---- Source
Ramhormoz () is the capital city of Ramhormoz County, Khuzestan Province, Iran. In ancient times it had been known as Samangan, having been established by the Sassanid king Hormizd I, although an Elamite tomb has been found as well. The historical territory of Ramshir is located in this area, only  away from the city.

According to a hadith in Sahih al-Bukhari, Ramhormoz is the ancestral homeland of Salman the Persian, a companion of the Islamic Prophet Muhammad.

History 

The proper history of the city begins in the Sassanid era, although there have been Elamite remains found in and around the city as well. The tomb of the Sassanid founder of the city, Hormizd I, is commonly thought to be situated within the city. "With the gradual Muslim conquest of Khuzestan in the 7th century, Rāmhormoz was the scene of a peace agreement between the local Sasanian satrap, Hormozān, and the commander of the Muslim army.". 

During the Islamic times, it was remarked by Muslim Geographers that the city contained a library comparable only to the one in Basra in the wealth of its collection, and that silk was produced in the city and distributed to distant lands. The city enjoyed incredible opulence before entering a state of decline.
--------
§ **To-do list**
A - Translate this sentence from the passage on Ramhormoz into Spanish: "According to a hadith in Sahih al-Bukhari, Ramhormoz is the ancestral homeland of Salman the Persian, a companion of the Islamic Prophet Muhammad."
B - Pick up the passage on Ramhormoz after its final sentence and carry it forward.
---- Extracted information
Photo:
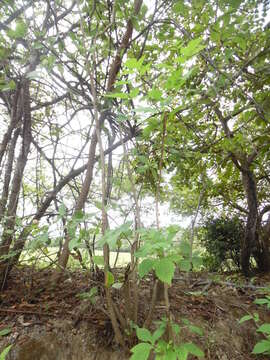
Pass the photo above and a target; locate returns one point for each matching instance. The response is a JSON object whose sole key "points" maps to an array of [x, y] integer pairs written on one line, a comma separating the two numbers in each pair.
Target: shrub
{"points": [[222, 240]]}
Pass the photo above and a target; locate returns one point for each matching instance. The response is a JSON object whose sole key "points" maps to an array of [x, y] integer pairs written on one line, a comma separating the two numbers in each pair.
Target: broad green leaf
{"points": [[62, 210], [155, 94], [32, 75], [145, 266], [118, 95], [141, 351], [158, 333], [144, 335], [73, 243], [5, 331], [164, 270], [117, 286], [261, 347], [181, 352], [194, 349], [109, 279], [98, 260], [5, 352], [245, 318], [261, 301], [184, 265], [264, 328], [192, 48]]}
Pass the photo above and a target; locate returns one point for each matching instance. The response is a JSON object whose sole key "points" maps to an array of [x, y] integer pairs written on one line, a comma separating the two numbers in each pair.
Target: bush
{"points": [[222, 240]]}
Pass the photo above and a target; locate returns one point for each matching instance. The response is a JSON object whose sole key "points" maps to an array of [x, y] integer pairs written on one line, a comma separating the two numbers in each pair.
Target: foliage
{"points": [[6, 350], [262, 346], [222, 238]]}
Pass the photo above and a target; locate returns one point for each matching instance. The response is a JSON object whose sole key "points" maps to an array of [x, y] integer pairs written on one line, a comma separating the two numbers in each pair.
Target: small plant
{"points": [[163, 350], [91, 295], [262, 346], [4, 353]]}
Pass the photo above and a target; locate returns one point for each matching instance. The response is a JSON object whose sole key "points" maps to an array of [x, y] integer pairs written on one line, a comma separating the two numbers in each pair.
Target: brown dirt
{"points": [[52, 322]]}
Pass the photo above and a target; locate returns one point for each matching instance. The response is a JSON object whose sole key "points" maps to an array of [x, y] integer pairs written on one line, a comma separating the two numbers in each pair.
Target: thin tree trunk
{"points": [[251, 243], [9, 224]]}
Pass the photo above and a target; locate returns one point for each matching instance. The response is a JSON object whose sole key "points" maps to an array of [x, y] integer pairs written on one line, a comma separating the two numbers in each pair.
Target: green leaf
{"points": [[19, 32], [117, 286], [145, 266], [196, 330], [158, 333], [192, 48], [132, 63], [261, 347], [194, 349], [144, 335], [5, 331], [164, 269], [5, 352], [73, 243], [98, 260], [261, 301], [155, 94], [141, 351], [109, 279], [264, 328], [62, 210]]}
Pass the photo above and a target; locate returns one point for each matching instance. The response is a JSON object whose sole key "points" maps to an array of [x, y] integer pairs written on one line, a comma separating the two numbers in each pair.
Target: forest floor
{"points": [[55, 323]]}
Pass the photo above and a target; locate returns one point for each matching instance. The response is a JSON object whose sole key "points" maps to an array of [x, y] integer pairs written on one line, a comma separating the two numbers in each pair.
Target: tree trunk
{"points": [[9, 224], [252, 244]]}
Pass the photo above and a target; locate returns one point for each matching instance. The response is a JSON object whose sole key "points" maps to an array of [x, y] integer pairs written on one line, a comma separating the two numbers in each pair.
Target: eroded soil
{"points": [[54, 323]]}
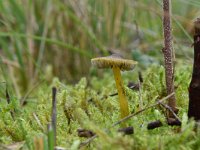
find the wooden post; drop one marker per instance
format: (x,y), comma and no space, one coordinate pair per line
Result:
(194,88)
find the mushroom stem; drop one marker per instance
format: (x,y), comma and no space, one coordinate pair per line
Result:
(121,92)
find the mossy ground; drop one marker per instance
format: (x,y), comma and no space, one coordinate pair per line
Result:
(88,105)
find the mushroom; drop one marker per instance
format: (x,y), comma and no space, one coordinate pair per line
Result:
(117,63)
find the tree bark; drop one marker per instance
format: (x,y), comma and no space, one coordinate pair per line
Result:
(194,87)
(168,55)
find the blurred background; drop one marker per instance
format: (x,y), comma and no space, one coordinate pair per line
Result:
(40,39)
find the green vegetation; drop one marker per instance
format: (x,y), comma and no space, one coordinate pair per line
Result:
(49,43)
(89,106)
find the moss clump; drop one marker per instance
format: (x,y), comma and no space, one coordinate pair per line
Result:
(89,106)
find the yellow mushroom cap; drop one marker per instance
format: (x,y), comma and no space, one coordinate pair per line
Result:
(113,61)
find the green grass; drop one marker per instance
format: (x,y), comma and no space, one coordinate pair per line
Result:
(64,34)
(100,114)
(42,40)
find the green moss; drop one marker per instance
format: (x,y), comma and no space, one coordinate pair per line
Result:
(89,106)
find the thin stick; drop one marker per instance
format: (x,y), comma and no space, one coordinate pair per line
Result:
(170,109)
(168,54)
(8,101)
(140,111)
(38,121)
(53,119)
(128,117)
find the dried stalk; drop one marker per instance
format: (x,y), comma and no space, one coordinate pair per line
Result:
--------
§ **Task results**
A - Según un hadiz del Sahih al-Bujari, Ramhormoz es la patria ancestral de Salman el Persa, compañero del profeta islámico Mahoma.

B -
The 14th century Muslim Moroccan Berber traveler and explorer, Ibn Battuta, visited the city during his travels and described the city as "a fine city with fruit-trees and rivers."

From late Safavid times until the Qajar era, the allegiance of the city frequently shifted between Khuzestan and Fars. In the 18th and 19th centuries, Lurs and Arabs started to settle within and around the city from nearby lands.

Climate 
Ramhormoz has a hot semi-arid climate (Köppen climate classification: BSh).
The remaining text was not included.